• [TASK A]
Could you rewrite the paragraph beginning "First of all I'd like to mention" from the piece on scientists versus data collectors more briefly, keeping its main facts?
• [TASK B]
Can you give back, word for word, everything in the piece on scientists versus data collectors from "There has been" down to "perhaps barbed remarks."?

• [EXTRACTED TEXT]
☆ ☆ ☆ ☆

Scientist or Data Collector

There has been speculation, in fact, as to why it is observed that older scientists sometimes jump off the deep end.

Maybe I felt a bit offended by this sentence in Steven Novella’s blog, so please excuse my perhaps barbed remarks.

First of all I’d like to mention there are diseases, Alzheimer’s for instance, that turn older people more forgetful and subsequently shut down there intellectual capabilities. I wont dwell on these disorders as they are difficult to diagnose in early stages and over a distance in time and space it’s impossible at all. I’ll focus on problems that lay in science itself and how it is organized.

Over the last century science developed from something that was eligible for enthusiasts only to a well funded respected profession. Along with increased funding, however, science changed its character. It became a mere data collecting business with many thousands or even millions of data collectors—I would not call them scientists in the original sense any more. Don’t get me wrong at this point. Of course, we need money to advance science. We need even more, if you ask me. And of course, we desperately need this newly recruited army of data collectors without which so grand tasks as the Human Genome Project could have never been fulfilled. (You feel the rascal in this sentence. Honestly I didn’t intend this in the first place.) But nowadays reading data from a sequencer for instance, requires less ingenuity than say navigating a ship. Scientists are professionals as everybody else. You cannot pick a genius in this ocean of mediocre data collectors. All odds are against it. It starts with the application for a grant. Some years ago, I attended a seminar of the organization women in science where the lecturer explained how to compose a successful application. Not only that the procedure of writing an application clearly favors those who are good at language, which is not an essential element of an ingenious scientist, she explained how to embellish and exaggerate the proposal. This has nothing to do any more with Marie Curie exhausting herself and spoiling her health only to advance science.

☆ ☆ ☆ ☆

• [PROVIDED DATA]
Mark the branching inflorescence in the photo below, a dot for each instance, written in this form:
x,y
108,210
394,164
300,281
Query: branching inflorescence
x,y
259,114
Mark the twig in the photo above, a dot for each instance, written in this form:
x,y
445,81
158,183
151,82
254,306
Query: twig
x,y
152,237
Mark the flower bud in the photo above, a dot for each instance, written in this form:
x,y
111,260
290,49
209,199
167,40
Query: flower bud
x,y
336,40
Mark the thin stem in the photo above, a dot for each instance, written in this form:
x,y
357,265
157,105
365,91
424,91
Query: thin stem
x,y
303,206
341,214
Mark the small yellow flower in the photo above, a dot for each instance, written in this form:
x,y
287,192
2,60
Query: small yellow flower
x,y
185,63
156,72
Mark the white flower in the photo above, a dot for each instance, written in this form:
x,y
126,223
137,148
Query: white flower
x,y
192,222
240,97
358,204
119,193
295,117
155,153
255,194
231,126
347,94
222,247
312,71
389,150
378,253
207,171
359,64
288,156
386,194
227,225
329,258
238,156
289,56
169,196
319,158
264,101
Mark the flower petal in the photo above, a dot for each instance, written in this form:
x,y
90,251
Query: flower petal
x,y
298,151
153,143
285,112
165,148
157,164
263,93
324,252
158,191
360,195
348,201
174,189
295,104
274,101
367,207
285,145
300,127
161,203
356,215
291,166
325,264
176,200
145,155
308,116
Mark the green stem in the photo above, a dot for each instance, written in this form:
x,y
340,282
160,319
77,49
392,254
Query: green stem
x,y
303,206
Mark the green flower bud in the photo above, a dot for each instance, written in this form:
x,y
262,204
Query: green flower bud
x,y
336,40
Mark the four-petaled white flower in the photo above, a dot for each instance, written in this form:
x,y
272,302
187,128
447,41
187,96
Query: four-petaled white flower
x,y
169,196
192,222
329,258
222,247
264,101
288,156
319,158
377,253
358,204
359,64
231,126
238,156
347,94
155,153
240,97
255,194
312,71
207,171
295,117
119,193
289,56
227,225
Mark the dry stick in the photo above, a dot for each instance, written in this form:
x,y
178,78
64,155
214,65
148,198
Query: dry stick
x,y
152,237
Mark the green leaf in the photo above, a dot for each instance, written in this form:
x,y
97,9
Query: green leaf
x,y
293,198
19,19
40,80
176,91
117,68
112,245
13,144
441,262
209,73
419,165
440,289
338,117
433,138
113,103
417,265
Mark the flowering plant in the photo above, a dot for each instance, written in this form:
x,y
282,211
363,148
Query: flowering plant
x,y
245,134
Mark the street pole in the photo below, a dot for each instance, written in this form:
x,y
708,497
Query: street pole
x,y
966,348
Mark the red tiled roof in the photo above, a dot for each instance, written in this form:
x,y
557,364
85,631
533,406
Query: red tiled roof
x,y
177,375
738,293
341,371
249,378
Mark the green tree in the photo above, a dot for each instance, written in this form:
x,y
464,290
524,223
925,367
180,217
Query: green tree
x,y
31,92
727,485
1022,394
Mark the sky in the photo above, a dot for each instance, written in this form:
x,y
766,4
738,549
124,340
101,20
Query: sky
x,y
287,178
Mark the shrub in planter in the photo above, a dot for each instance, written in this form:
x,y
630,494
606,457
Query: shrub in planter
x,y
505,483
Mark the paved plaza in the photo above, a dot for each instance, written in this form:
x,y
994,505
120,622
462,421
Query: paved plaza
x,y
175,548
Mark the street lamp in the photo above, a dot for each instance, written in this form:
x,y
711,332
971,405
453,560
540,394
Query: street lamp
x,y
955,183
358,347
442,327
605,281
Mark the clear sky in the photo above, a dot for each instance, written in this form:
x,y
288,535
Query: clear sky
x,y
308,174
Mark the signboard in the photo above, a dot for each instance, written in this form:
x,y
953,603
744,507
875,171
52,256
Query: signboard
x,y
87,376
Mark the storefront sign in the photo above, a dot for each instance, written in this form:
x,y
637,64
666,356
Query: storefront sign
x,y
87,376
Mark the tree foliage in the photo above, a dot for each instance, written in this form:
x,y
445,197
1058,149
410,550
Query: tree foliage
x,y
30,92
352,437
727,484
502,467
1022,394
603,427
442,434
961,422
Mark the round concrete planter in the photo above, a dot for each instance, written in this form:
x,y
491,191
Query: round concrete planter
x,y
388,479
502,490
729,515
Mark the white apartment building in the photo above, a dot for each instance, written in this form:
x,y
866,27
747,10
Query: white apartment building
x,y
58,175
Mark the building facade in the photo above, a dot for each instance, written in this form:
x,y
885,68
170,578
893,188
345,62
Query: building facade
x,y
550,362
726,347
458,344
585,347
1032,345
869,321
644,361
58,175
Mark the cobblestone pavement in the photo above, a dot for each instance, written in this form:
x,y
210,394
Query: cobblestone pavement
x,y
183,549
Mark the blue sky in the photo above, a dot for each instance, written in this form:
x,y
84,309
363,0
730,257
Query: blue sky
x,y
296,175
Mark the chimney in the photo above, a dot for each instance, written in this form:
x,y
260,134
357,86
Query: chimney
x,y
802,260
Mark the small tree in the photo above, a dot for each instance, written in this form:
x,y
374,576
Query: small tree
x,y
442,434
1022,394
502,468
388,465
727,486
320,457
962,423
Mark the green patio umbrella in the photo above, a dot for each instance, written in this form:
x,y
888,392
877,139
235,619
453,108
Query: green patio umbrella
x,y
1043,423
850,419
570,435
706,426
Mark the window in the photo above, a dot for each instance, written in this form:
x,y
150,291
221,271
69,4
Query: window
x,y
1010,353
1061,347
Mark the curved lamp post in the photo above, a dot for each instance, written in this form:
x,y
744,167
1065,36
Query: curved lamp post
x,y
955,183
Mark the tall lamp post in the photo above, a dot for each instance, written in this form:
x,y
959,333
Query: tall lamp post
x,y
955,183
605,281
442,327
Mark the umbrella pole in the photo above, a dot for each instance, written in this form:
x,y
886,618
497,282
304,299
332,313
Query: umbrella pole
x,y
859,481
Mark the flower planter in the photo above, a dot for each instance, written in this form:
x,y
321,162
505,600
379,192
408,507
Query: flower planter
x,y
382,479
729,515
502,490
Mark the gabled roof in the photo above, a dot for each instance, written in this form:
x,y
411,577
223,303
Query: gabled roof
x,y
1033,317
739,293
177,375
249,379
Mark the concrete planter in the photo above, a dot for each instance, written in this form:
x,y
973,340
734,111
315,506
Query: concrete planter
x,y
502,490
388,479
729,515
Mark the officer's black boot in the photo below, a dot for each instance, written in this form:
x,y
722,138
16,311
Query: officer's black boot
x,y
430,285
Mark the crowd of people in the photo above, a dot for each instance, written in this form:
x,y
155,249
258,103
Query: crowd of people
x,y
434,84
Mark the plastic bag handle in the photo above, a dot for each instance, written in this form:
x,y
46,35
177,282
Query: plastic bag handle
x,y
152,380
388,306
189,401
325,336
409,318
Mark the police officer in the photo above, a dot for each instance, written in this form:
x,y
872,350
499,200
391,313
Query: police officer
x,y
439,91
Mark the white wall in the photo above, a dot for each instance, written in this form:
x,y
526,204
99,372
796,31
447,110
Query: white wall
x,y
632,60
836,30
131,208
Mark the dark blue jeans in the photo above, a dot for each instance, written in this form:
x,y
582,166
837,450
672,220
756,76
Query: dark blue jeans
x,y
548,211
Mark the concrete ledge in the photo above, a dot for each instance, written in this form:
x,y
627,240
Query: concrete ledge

☆ ☆ ☆ ☆

• [TASK RESULT A]
Diseases such as Alzheimer's can make older people more forgetful and eventually shut down their intellectual capabilities. The writer sets these disorders aside because they are hard to diagnose in early stages and impossible to diagnose across a distance in time and space. The focus is instead on problems within science itself and how it is organized.

• [TASK RESULT B]
There has been speculation, in fact, as to why it is observed that older scientists sometimes jump off the deep end.

Maybe I felt a bit offended by this sentence in Steven Novella’s blog, so please excuse my perhaps barbed remarks.